__Task requirements__
(a) In the passage on nanomaterials in the marine sector, list every property it says alters with particle size.
(b) Answer these questions from the passage on nanomaterials in the marine sector:
(i) Coatings based on carbon nanotubes provide resistance to what two things?
(ii) Where are the battery cells relocated in the Multifunctional Structure-Battery Composites for UUVs?
(iii) When did the International Maritime Organization's new sulphur cap for fuel oils come into force?
(c) Carry on writing the passage on nanomaterials in the marine sector, picking up after its final sentence.

__Text provided__
####################

Specialised coatings of all sorts are in widespread use in the marine sector, and there is a particular focus on nano coatings to add new functionalities and properties to existing materials – eg: melting point, fluorescence, electrical conductivity, magnetic permeability, and chemical reactivity – all alter with particle size. Coatings based on carbon nanotubes also feature, to provide resistance to saltwater corrosion and biological fouling – reducing the need for otherwise environmentally harmful chemicals for that purpose.

Interest in multifunctional materials also features in this sector. For example, Multifunctional Structure-Battery Composites for unmanned underwater vehicles (UUVs) – relocating the battery cells into the UUV skin.

Energy systems too are very important, not only for long endurance and unmanned applications but also for reducing environmental harms. For example, as a result of the International Maritime Organization’s new sulphur cap for fuel oils coming into force in January 2020, carbon nanomaterials are being engineered that act as adsorbents, for the desulphurisation of fuels – a much better solution than large and expensive exhaust ‘scrubbers’. A further example – development of large-scale nano lithium titanate battery systems, for (largely) military shipboard UPSs (uninteruptable power supplies).

####################

__Records provided__
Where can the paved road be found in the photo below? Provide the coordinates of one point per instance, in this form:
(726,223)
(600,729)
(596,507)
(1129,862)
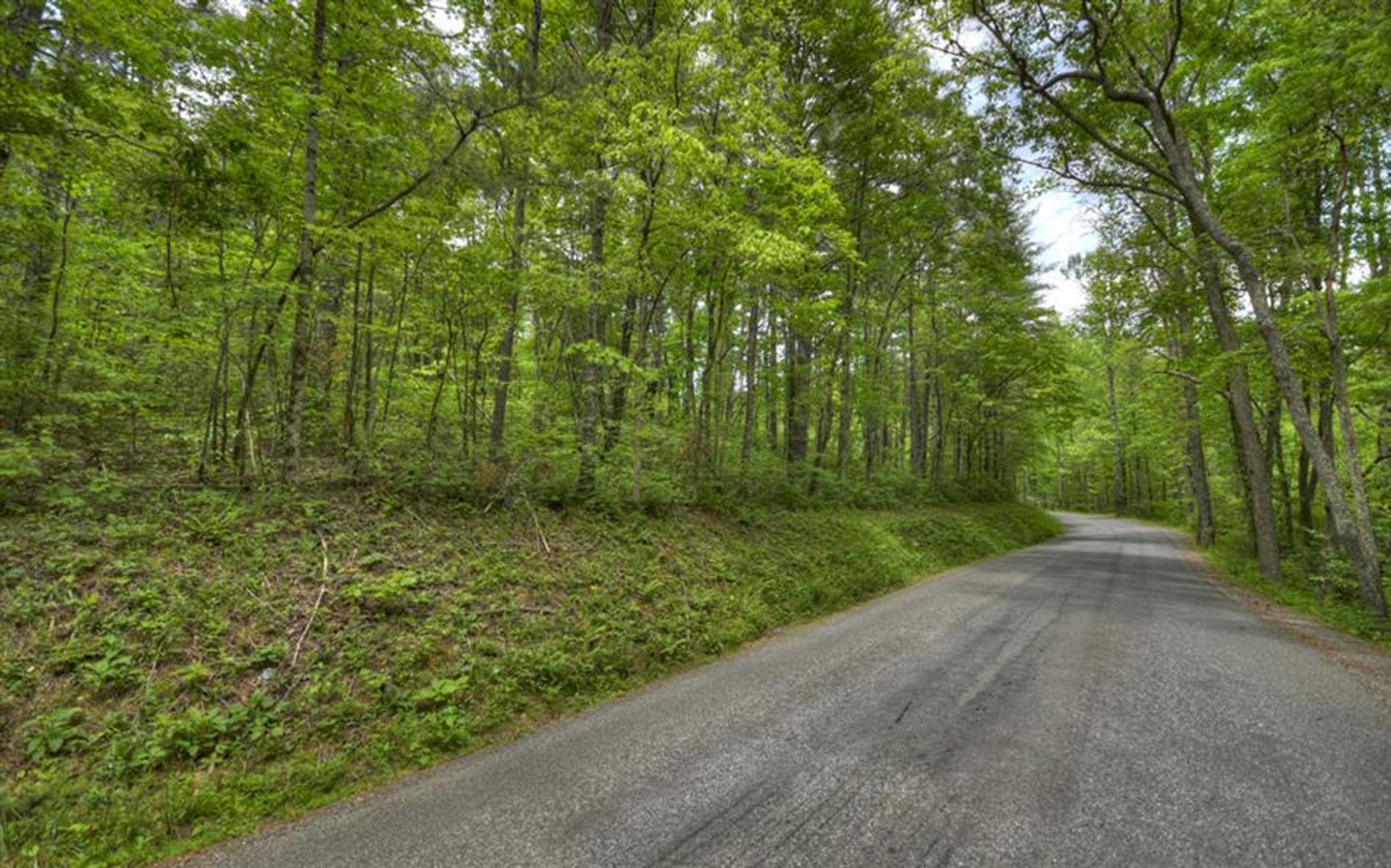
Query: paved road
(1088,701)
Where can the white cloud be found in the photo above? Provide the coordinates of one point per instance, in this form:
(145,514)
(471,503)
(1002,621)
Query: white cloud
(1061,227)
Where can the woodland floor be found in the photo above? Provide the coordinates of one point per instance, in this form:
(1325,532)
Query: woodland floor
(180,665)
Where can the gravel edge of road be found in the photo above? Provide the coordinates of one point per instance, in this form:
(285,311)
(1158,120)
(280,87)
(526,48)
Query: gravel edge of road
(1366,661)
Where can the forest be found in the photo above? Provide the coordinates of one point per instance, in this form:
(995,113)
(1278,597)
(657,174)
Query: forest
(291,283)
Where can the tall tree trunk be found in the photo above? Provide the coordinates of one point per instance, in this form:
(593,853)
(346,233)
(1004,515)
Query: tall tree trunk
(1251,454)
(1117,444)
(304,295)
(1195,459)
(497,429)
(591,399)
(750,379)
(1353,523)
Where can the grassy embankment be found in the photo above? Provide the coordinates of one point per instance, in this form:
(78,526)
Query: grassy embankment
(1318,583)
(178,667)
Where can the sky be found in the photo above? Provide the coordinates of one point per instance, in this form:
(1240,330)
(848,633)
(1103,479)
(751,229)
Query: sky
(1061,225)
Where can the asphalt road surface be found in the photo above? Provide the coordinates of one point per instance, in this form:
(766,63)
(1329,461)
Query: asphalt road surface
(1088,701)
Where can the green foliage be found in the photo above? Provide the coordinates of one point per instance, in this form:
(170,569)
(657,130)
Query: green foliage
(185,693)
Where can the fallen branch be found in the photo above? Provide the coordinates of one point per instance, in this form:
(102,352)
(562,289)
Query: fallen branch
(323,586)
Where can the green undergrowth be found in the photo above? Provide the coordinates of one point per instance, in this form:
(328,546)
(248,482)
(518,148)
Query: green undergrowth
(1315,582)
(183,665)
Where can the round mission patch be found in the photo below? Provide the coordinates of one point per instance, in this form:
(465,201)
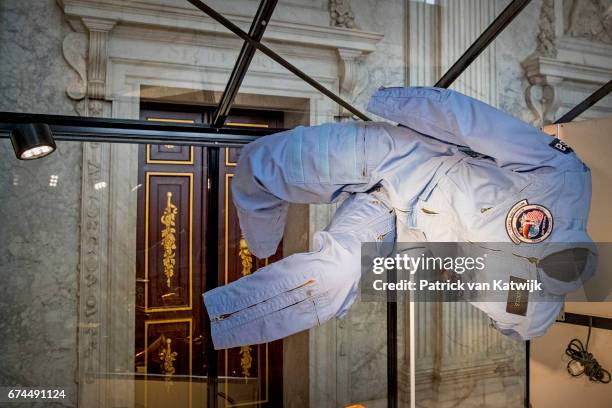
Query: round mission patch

####################

__Answers to the exercise__
(a) Melting point, fluorescence, electrical conductivity, magnetic permeability, chemical reactivity

(b)
(i) Saltwater corrosion and biological fouling
(ii) Into the UUV skin
(iii) January 2020

(c)
Biomimetic materials are also an exciting area of research and development at present. For instance, super-hydrophobic surfaces/structure utilising hyper-branched polymer coatings with hierarchic nano/micro textures to better trap air at boundary layer, maximise slip length and reduce hull drag – are based on the leaf of the lotus plant. Research to similar ends – reducing hull drag and also to prevent fouling – mimics the microstructure/nanostructure riblets of shark and whale skin. Whilst challenges still exist in scaling this technology up and reducing costs of manufacture, it is an area that could bring great rewards, since, for example, anywhere between 20 to 80% of a crafts propulsive power may be lost to turbulent skin drag, largely due to fouling.

Many other active areas of research and development exist – including applications of superelasticity and shape memory materials, self repairing materials, composites combined with sensor arrays, active camouflage and cloaking, and many more. (eg: see sections on military and defence, energy, building and architecture, etc).

Marine & Maritime Applications of Piezo-materials

Marine industry has been making use of piezoelectric materials in several ways.

First is the well-established underwater sensing, and second is exploration of sea bottom. Sonar hydrophones are present in every ship, both commercial and military, for navigation and sensing. Hence, they find applications in structures such as submarine, warships or torpedoes.

Commercial ships are also making use of other commercially available solutions.

Another field related to defence and commercial ships, and also connected with underwater sensing, is mine hunting. Its growth is attached to an increasing fear that some countries will mine seas, such as the Red Sea, in order to interrupt oil transportation infrastructure. Homeland security system for harbour protection is another growing field. Sonar hydrophones are currently very precise and are able to provide 2D or 3D images of what is under the water, within a two kilometres range.

Underwater sensing is also utilized in environmental science and research programs, for instance, for studying marine animals. Portable devices that serve as marine position indicators are another example.

Perhaps, the fastest growing area in the marine industry is exploration of the sea bottom.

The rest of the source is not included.